Exercise goal -
Exactly reproduce each entry, leaving out nothing.

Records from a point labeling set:

+---+

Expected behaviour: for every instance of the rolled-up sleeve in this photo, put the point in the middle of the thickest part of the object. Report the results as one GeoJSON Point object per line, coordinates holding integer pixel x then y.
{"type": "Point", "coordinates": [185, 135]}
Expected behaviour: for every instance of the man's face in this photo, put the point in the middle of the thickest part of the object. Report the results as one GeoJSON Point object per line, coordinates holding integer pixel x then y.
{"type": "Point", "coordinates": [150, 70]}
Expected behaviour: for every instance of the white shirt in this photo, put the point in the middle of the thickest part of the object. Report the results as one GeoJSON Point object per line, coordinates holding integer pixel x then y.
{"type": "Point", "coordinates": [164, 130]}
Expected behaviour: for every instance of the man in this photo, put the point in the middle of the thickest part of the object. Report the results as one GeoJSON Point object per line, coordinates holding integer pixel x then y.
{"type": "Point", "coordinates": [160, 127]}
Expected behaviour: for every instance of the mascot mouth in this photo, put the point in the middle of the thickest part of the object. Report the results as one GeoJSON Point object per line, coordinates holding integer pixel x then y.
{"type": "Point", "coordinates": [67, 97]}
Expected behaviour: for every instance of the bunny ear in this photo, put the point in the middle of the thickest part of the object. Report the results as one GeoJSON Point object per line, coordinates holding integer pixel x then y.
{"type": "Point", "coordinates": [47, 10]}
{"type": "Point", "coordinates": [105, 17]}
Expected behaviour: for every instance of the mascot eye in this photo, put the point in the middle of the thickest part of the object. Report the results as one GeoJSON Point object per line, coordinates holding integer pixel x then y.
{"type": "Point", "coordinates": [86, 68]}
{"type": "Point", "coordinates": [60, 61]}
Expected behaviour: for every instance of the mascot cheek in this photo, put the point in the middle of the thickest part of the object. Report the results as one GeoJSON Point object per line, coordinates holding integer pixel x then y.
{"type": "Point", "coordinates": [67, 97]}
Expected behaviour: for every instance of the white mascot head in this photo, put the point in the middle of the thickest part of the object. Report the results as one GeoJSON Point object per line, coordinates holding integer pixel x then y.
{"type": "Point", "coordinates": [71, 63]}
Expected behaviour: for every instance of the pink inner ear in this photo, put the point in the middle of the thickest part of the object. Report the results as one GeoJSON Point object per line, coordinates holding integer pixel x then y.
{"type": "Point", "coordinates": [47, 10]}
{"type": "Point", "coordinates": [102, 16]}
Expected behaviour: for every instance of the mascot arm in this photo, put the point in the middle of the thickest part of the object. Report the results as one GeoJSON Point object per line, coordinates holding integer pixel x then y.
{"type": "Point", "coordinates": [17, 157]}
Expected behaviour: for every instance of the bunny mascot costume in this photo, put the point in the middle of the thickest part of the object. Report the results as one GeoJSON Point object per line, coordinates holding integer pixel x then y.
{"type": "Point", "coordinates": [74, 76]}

+---+

Response to the task -
Expected behaviour: for every instance of the rolled-up sleeve in this photo, put the point in the middle of the thickest part of the object. Report the results as one GeoJSON Point object per line, coordinates holding integer pixel x then y.
{"type": "Point", "coordinates": [185, 135]}
Expected behaviour: for every instance of the man's face in this photo, put the point in the middle of the thickest part of the object. Report the results as one GeoJSON Point object per line, coordinates holding integer pixel x then y.
{"type": "Point", "coordinates": [150, 70]}
Expected behaviour: for every instance of the white shirt in this photo, put the point in the middle of the thickest part of the object. Report the results as one GeoJSON Point object per line, coordinates holding integer pixel x then y.
{"type": "Point", "coordinates": [164, 130]}
Expected behaviour: for every instance of the man in this photo, put the point in the middle of the thickest part of the object. Report the results as one GeoJSON Point object per line, coordinates holding integer pixel x then y.
{"type": "Point", "coordinates": [160, 127]}
Expected behaviour: for every instance of the mascot mouth in this photo, put the point in the middle of the thickest part of the object. Report the results as one GeoJSON Point object per line, coordinates holding integer pixel x then y.
{"type": "Point", "coordinates": [67, 97]}
Expected behaviour: for every instance of the bunny ear in this photo, put the point in the middle of the thickest part of the object. Report the results as one GeoJSON Point object per line, coordinates holding integer pixel x then y.
{"type": "Point", "coordinates": [47, 10]}
{"type": "Point", "coordinates": [105, 17]}
Expected behaviour: for every instance of the mascot eye in this photo, put the point in the middle of the thickest part of the object. Report the results as one GeoJSON Point object per line, coordinates holding integer pixel x then y.
{"type": "Point", "coordinates": [86, 68]}
{"type": "Point", "coordinates": [60, 61]}
Expected behaviour: for every instance of the mascot cheek in this photo, put the point in the middle of the thickest part of the object. Report the results as one GeoJSON Point object per line, coordinates holding integer pixel x then y.
{"type": "Point", "coordinates": [67, 97]}
Expected behaviour: for every instance of the white mascot head in this photo, put the point in the middle of the thickest part of the object. Report the results as one GeoJSON Point object per line, coordinates holding integer pixel x then y.
{"type": "Point", "coordinates": [71, 63]}
Expected behaviour: for every instance of the pink inner ear in this photo, put the point in the middle of the thickest part of the object. Report the results as one GeoJSON Point object per line, coordinates holding integer pixel x then y.
{"type": "Point", "coordinates": [47, 10]}
{"type": "Point", "coordinates": [102, 16]}
Expected behaviour: for every instance of the mascot arm in this photo, put the point in the middle of the thickest part of the object. Report the results as one GeoJSON Point object per line, coordinates holding integer pixel x then y.
{"type": "Point", "coordinates": [17, 157]}
Expected behaviour: for every instance of the bunny mascot costume in this photo, put the point in the middle of the thickest part of the object. Report the results as one GeoJSON Point object per line, coordinates holding integer pixel x then y.
{"type": "Point", "coordinates": [74, 76]}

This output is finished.